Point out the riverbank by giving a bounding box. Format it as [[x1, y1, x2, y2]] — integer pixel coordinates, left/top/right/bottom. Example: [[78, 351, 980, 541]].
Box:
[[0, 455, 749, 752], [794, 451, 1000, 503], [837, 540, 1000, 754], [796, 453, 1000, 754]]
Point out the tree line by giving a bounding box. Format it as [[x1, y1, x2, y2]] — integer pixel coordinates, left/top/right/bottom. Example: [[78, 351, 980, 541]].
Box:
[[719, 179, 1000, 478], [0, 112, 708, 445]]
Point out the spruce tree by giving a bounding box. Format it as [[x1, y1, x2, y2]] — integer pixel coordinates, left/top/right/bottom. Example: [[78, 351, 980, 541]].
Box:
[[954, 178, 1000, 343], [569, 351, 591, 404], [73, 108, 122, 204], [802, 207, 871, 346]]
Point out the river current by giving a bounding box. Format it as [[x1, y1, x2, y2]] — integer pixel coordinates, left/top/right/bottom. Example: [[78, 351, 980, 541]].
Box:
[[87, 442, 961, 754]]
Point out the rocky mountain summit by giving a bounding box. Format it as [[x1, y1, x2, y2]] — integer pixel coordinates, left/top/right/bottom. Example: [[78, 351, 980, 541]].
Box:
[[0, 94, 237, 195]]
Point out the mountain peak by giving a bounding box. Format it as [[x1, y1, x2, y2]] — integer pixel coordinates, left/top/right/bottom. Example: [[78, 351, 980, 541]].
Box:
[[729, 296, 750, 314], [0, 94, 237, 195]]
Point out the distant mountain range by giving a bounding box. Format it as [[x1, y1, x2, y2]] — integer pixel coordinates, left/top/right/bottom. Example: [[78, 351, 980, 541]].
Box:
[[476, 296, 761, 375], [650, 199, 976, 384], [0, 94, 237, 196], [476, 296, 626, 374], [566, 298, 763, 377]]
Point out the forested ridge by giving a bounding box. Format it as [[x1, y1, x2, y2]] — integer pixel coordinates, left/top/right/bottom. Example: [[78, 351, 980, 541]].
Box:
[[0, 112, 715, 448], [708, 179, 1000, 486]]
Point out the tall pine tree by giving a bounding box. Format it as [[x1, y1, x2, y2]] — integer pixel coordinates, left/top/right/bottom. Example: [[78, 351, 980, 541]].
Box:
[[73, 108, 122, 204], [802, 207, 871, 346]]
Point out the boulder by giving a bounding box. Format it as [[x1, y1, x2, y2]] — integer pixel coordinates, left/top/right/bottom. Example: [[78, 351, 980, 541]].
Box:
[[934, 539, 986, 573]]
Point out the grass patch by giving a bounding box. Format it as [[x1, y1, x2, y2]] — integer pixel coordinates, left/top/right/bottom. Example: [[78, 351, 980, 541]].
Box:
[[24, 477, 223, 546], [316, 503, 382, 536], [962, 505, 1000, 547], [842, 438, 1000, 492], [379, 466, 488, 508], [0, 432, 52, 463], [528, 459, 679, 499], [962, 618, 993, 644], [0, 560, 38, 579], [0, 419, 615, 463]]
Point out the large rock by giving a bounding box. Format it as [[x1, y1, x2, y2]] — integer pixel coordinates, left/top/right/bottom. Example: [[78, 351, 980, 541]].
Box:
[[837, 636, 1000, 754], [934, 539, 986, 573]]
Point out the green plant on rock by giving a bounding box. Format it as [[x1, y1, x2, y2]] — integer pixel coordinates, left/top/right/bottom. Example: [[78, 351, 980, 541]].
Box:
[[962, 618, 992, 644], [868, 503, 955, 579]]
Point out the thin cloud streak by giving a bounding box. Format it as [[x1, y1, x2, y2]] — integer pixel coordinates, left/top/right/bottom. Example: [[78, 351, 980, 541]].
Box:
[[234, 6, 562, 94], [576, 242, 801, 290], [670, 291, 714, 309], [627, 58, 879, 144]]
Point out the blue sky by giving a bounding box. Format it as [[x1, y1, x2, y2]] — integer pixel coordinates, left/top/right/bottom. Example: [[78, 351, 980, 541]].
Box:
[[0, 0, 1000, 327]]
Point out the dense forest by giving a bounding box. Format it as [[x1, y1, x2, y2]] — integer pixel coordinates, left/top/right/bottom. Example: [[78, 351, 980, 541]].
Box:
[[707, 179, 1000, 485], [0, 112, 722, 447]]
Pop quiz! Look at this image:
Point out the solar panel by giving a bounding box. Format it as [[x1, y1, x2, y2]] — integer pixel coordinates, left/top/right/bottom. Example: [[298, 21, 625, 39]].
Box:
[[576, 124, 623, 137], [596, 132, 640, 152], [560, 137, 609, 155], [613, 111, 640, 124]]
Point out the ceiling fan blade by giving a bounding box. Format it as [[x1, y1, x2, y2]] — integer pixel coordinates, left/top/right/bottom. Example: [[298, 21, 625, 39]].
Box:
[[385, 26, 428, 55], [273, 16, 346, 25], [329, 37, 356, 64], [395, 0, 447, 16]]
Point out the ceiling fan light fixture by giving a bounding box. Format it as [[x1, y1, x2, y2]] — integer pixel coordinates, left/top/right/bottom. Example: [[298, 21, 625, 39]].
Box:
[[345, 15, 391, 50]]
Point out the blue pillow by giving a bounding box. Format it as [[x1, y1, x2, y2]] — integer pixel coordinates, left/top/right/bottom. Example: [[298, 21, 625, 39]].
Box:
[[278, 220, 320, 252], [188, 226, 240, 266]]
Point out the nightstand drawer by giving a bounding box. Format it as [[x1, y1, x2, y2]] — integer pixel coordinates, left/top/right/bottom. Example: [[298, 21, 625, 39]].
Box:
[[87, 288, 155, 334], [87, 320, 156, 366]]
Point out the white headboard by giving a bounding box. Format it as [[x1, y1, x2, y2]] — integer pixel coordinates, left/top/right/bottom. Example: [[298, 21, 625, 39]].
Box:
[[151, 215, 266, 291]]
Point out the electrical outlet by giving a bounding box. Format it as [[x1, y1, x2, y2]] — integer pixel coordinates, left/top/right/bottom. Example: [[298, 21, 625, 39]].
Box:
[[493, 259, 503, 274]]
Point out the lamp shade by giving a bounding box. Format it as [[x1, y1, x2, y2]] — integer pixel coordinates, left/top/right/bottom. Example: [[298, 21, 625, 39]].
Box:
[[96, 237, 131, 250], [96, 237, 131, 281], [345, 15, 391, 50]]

☆ ☆ ☆

Copy every row above word for word.

Point out the riverbank by giving a bounding box. Format it as [[x1, y1, x2, y2]] — integer pixel coordinates, left/top/right/bottom. Example: [[78, 351, 980, 541]].
Box:
[[0, 455, 749, 752], [794, 451, 1000, 503], [837, 540, 1000, 754], [796, 453, 1000, 754]]
Point out the tree line by giving a bounding box. Format it as [[x1, y1, x2, y2]] — integer pixel coordinates, left/top/right/bottom. Example: [[78, 351, 980, 541]].
Box:
[[719, 179, 1000, 478], [0, 112, 708, 445]]
Point out the spruce tree by giving a bounding box. Format it as [[x1, y1, x2, y2]] — integer pixel coordinates, left/top/right/bottom. Example: [[78, 351, 980, 541]].
Box:
[[954, 178, 1000, 343], [569, 351, 591, 404], [73, 108, 122, 204], [802, 207, 871, 346]]
Point out the river current by giving a bounding box. Format it as [[x1, y1, x2, y2]] — integer pixel coordinates, left/top/right/bottom. Example: [[78, 351, 980, 541]].
Box:
[[87, 442, 961, 754]]
Point out the rocky mountain summit by giving a bounding box. Format it as [[x1, y1, x2, y2]] — integer pixel coordinates, left/top/right/bottom. Example: [[78, 351, 980, 541]].
Box:
[[0, 94, 237, 195]]
Point out the mountain peak by giving a bounding box. Format it as [[x1, y1, x2, y2]] — integer pixel coordinates, left/top/right/bottom. Example: [[78, 351, 980, 541]].
Box:
[[729, 296, 750, 314], [0, 94, 237, 195]]
Point out the distant mountain range by giving a bounding box. Format it as [[x1, y1, x2, y2]] — integer pixel coordinates, left/top/right/bottom. Example: [[78, 351, 980, 541]].
Box:
[[476, 296, 761, 375], [650, 199, 976, 384], [0, 94, 237, 196], [476, 296, 626, 374], [566, 298, 763, 377]]
Point out the forested ridge by giving a bounding box. Format it as [[x1, y1, x2, y2]] — integer pixel coordinates, left/top/right/bottom. Example: [[78, 351, 980, 541]].
Box:
[[0, 112, 715, 448], [708, 179, 1000, 486]]
Point out the tall pine tree by giving a bounding box. Format it as [[x1, y1, x2, y2]] — integer pixel coordinates, left/top/right/bottom. Example: [[78, 351, 980, 541]].
Box:
[[73, 108, 122, 204], [802, 207, 871, 346]]
Point out the boulder by giving a bounding box. Format it as [[x1, y1, x2, y2]] — integer pixel coordinates, left/top/right/bottom. Example: [[78, 351, 980, 541]].
Box:
[[934, 539, 986, 573]]
Point out the grass patch by giving a bounding box. Format it as [[x1, y1, x2, y2]] — integer pixel coordinates, left/top/right/bottom. Example: [[78, 351, 980, 541]].
Box:
[[24, 477, 223, 546], [316, 503, 382, 536], [962, 505, 1000, 547], [842, 438, 1000, 492], [379, 466, 488, 508], [0, 432, 52, 463], [528, 459, 679, 499], [962, 618, 993, 644], [0, 560, 38, 579], [0, 419, 615, 463]]
Point out the large rock by giving a bounding box. Format it as [[x1, y1, x2, y2]] — integer pixel coordinates, left/top/right/bottom. Example: [[78, 351, 980, 541]].
Box:
[[837, 636, 1000, 754], [934, 539, 986, 573]]
Point out the green plant on rock by giving a bounding box. Format it as [[x1, y1, x2, y2]] — integer pixel coordinates, left/top/right/bottom. Example: [[78, 351, 980, 541]].
Box:
[[962, 618, 992, 644], [868, 503, 955, 579]]
Point out the thin cloud streak by giving a bounding box. Format it as [[x1, y1, x2, y2]] — integer pixel coordinates, left/top/right/bottom. Example: [[78, 351, 980, 541]].
Box:
[[234, 6, 562, 94], [576, 242, 801, 290], [670, 291, 714, 309], [627, 58, 879, 144]]
Point out the blue sky by giving a bounding box. Format it as [[x1, y1, x2, y2]] — integer pixel coordinates, left/top/right/bottom. Example: [[78, 351, 980, 541]].
Box:
[[0, 0, 1000, 327]]
Point out the dense forest by giving a bounding box. Format it as [[x1, y1, x2, y2]] — integer pixel coordinates, left/top/right/bottom. Example: [[78, 351, 980, 541]].
Box:
[[707, 179, 1000, 485], [0, 112, 722, 447]]
Pop quiz! Look at this image:
Point out the solar panel by giving a bounding box. Format it as [[x1, y1, x2, y2]] — integer pixel coordinates, left/top/right/bottom. Example: [[298, 21, 625, 39]].
Box:
[[576, 124, 623, 137], [596, 132, 640, 152], [560, 137, 609, 155], [613, 111, 640, 124]]
Point out the ceiling fan blade by giving a bounding box. Format it as [[x1, y1, x2, y2]] — integer pixel coordinates, left/top/right/bottom. Example: [[298, 21, 625, 39]].
Box:
[[385, 26, 428, 55], [273, 16, 346, 25], [329, 37, 356, 64], [395, 0, 447, 16]]
Point out the ceiling fan light fixture by giving a bounding box. Format it as [[x1, y1, x2, y2]] — integer pixel coordinates, left/top/right/bottom. Example: [[298, 21, 625, 39]].
Box:
[[345, 15, 391, 50]]
Point out the blue pillow by giving a bounding box. Format it as [[x1, y1, x2, y2]] — integer pixel coordinates, left/top/right/bottom. Example: [[298, 21, 625, 39]].
Box:
[[278, 220, 320, 252], [188, 226, 240, 266]]
Point out the nightstand drawer by giving a bounding box. Format it as [[x1, y1, x2, y2]] — integer pixel coordinates, left/top/right/bottom. Example: [[298, 21, 625, 39]].
Box:
[[87, 288, 155, 334], [87, 320, 156, 366]]
Point out the white headboard by giving a bounding box. Format it as [[x1, y1, x2, y2]] — integer pixel coordinates, left/top/right/bottom. Example: [[298, 21, 625, 39]].
Box:
[[151, 215, 266, 291]]
Point out the electrical outlet by giving a bounding box. Format it as [[x1, y1, x2, y2]] — integer pixel coordinates, left/top/right/bottom. Example: [[298, 21, 625, 39]].
Box:
[[493, 259, 503, 274]]
Point out the lamp shade by giving a bounding box. Format it as [[x1, y1, x2, y2]] — integer pixel coordinates, left/top/right/bottom. Example: [[298, 21, 625, 39]].
Box:
[[96, 237, 131, 250], [96, 237, 131, 281], [345, 15, 391, 50]]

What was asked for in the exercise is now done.